[Stored items from a collection]
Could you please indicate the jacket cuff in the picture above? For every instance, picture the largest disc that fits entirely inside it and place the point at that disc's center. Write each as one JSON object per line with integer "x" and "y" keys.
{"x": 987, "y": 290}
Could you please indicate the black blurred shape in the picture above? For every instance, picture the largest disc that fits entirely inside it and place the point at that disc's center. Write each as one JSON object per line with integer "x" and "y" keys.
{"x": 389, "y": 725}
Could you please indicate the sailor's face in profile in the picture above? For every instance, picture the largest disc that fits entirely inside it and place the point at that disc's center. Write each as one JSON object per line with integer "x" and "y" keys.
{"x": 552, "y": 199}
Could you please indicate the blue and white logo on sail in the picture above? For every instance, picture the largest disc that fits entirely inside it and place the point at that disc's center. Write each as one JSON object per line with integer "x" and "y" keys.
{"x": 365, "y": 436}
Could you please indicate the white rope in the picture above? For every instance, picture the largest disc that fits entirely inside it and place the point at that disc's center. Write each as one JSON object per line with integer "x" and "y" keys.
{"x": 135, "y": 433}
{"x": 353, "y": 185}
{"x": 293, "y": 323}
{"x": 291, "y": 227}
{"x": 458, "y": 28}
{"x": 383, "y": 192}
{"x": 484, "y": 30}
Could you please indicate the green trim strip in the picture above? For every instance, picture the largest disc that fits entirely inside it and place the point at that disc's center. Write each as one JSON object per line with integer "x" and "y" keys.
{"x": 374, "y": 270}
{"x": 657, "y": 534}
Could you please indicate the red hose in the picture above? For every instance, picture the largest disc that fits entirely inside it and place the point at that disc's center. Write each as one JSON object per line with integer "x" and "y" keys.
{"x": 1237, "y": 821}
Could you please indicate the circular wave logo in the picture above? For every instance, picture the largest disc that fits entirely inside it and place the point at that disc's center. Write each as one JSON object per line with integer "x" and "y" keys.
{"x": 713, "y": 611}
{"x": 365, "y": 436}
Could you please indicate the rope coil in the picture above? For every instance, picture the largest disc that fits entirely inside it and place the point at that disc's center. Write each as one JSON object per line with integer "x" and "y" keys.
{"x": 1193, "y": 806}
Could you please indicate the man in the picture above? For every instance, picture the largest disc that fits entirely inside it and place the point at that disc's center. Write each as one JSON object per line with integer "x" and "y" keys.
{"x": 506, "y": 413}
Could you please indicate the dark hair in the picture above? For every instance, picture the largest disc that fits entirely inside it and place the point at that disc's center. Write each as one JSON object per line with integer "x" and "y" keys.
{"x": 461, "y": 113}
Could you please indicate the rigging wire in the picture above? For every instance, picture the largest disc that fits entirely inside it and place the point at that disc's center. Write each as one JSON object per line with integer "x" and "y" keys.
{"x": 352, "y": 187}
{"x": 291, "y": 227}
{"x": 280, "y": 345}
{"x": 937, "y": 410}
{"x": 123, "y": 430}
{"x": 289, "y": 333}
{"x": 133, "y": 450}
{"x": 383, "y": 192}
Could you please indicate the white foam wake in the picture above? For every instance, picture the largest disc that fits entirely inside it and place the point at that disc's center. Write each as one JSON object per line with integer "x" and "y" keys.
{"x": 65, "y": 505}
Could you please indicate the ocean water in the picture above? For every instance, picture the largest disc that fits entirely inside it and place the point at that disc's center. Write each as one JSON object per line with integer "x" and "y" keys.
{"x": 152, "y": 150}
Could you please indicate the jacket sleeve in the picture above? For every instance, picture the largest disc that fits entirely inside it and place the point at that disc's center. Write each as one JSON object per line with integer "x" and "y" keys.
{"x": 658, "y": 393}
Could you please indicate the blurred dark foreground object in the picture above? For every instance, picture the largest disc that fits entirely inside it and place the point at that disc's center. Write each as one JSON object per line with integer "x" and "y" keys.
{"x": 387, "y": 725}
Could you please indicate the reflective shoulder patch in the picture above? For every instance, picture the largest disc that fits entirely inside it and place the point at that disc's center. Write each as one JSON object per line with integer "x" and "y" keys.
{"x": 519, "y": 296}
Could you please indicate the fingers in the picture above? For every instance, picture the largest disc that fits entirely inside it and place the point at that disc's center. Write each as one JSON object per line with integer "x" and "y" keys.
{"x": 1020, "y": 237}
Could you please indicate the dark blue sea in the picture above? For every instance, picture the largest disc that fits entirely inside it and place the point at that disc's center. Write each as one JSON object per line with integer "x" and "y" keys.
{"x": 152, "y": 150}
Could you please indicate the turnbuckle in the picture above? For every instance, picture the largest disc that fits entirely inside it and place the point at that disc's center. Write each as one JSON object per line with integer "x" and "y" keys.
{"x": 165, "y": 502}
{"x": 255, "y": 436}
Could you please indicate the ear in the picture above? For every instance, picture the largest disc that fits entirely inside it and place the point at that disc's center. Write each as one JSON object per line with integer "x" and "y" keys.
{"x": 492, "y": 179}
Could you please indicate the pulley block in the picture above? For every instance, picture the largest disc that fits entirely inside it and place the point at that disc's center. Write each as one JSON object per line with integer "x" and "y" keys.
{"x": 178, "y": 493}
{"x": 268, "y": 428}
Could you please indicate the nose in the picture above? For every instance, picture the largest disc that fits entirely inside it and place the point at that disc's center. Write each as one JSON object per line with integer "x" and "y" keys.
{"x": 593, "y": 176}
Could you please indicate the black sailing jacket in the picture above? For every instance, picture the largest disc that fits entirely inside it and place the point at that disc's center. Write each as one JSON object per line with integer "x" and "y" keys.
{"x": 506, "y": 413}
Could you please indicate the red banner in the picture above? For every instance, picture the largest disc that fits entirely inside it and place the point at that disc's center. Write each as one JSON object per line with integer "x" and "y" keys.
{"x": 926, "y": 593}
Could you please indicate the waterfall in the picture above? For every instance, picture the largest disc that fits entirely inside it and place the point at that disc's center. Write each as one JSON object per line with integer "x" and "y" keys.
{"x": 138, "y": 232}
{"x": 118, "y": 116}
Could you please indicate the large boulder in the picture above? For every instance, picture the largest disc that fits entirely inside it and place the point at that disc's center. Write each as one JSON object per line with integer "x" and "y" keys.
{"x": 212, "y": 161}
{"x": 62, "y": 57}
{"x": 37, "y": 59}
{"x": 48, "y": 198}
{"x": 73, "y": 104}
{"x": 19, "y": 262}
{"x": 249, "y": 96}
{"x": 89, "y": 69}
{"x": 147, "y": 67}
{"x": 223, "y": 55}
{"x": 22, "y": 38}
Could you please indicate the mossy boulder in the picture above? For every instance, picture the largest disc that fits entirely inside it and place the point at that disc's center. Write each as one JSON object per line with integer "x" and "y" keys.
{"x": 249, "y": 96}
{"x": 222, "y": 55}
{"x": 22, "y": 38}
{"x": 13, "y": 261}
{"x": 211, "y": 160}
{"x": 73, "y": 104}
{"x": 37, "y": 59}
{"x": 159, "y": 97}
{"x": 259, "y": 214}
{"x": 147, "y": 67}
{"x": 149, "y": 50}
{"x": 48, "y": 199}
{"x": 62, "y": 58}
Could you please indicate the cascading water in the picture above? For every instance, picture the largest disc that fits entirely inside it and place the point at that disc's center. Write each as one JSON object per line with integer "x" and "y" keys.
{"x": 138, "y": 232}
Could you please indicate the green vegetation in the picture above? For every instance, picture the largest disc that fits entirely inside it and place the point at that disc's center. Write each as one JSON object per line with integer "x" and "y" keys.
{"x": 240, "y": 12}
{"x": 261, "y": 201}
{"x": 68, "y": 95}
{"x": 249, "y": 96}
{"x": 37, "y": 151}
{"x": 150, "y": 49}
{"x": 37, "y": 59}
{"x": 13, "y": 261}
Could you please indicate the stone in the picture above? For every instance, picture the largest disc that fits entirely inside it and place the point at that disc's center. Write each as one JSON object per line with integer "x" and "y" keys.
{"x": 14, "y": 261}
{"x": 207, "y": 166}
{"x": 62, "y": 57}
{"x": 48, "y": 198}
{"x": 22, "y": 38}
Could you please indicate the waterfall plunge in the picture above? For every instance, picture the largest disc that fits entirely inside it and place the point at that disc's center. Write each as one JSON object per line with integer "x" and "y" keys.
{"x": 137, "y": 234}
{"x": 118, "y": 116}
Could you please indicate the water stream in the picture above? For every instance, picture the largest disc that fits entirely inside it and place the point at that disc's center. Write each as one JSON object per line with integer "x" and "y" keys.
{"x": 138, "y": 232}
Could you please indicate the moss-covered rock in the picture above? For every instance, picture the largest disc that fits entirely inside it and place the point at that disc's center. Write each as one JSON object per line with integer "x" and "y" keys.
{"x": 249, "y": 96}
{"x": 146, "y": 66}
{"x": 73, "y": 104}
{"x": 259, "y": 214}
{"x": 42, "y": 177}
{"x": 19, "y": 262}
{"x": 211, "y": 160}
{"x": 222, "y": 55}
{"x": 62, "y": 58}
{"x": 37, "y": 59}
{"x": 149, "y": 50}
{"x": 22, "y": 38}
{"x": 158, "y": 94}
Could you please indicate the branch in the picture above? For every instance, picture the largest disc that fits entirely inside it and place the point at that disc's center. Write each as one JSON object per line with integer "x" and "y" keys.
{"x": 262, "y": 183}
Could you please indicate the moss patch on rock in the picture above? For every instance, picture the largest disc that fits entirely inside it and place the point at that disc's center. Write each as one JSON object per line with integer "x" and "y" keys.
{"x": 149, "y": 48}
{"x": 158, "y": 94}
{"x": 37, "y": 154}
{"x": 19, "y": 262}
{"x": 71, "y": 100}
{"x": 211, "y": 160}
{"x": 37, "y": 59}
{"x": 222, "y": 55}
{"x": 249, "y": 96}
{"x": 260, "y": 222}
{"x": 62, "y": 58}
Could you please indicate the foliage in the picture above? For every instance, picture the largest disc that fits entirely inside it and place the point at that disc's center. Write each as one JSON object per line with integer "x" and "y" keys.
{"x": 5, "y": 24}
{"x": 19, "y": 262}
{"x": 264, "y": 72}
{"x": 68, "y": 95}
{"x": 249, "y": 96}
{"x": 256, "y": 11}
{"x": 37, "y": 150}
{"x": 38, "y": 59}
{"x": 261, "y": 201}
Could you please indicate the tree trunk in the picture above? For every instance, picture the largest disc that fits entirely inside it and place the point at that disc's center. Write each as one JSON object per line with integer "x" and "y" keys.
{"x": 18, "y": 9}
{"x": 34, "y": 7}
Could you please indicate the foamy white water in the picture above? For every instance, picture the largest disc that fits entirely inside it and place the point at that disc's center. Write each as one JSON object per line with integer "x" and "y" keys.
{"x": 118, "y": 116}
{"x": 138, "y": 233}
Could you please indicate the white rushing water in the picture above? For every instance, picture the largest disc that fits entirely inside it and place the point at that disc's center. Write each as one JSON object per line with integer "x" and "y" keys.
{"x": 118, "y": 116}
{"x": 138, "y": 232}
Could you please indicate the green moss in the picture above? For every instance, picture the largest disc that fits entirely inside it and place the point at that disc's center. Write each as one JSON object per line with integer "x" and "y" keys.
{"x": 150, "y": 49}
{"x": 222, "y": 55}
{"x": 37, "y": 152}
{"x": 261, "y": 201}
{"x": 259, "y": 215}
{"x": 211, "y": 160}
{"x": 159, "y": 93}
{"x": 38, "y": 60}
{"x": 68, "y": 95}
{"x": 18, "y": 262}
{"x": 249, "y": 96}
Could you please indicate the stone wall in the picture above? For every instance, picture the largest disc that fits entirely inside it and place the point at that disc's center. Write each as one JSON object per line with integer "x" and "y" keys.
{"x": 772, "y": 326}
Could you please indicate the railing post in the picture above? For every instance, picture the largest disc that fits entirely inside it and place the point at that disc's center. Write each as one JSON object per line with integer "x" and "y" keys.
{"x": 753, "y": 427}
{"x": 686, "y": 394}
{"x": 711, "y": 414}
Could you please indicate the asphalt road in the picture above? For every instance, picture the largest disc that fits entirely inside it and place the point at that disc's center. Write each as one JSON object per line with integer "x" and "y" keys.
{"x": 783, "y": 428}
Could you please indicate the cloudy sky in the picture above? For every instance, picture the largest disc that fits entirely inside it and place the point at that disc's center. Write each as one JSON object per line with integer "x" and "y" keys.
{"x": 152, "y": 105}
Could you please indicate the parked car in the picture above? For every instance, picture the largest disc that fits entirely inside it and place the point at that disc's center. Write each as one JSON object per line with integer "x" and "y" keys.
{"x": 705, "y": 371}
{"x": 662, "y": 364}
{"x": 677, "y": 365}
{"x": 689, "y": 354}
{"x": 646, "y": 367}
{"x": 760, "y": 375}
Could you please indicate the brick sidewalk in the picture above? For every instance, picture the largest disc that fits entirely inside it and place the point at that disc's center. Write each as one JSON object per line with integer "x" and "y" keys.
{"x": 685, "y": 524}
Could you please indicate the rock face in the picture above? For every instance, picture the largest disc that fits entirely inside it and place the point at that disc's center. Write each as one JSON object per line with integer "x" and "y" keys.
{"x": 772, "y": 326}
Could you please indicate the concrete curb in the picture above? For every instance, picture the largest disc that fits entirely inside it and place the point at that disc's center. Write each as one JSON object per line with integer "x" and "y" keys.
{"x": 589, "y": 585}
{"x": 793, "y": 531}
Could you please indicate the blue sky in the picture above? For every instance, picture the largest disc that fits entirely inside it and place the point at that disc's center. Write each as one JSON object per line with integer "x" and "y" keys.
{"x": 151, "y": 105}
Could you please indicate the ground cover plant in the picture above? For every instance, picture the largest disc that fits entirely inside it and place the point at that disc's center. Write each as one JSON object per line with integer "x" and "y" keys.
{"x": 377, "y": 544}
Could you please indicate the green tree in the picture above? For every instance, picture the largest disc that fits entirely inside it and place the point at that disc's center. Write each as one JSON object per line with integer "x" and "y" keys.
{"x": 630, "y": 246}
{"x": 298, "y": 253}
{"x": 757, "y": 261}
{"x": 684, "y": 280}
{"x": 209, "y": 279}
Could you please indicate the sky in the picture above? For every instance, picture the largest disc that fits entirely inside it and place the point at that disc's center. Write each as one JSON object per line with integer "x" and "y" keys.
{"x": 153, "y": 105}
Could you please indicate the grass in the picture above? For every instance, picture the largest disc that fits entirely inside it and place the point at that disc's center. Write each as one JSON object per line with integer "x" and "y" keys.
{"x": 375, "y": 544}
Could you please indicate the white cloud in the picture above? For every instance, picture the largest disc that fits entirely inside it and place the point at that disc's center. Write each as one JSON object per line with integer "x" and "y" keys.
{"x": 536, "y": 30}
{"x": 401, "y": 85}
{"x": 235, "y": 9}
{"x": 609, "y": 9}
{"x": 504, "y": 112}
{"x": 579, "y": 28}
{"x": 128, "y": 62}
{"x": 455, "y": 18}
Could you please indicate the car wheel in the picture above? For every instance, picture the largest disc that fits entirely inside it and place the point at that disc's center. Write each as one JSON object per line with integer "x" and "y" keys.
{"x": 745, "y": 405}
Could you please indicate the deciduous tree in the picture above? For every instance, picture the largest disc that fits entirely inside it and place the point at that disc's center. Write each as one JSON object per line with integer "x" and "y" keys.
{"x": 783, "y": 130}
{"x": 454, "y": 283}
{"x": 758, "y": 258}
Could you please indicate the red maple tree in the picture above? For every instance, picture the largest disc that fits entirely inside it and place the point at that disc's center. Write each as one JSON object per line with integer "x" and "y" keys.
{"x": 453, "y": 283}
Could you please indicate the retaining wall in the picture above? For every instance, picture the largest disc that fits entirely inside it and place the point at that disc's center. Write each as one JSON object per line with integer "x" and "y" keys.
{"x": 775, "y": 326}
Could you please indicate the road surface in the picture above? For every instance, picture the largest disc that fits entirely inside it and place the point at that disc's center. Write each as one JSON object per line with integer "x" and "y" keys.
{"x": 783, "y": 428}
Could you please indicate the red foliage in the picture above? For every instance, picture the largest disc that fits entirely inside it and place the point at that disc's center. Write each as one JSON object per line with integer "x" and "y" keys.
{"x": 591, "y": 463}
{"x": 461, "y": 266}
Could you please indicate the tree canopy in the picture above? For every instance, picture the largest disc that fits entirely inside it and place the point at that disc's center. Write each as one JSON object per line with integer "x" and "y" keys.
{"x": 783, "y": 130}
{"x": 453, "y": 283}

SET PROBLEM: Return the line that contains "Could you please indicate the road" and all lines after it, verbatim, and nothing else.

FULL SOLUTION:
Could you please indicate the road surface in the picture above? For every instance, picture the largest disc that fits entirely inside it and place the point at that disc's center. Write each as one JSON object per line with integer "x" and "y" keys.
{"x": 783, "y": 428}
Could you please indicate the red foliage in the picture above? For every instance, picture the largest disc that fits entirely inside it and place the point at that disc's center. Write each as one JSON object per line with integer "x" and "y" keys.
{"x": 591, "y": 463}
{"x": 461, "y": 266}
Could you please indicate the tree canopy in the picture above? For every instance, picture the largest disc that fits entirely inside it and place the point at that disc's center. Write each as one JSON object per line with integer "x" and "y" keys.
{"x": 783, "y": 130}
{"x": 453, "y": 283}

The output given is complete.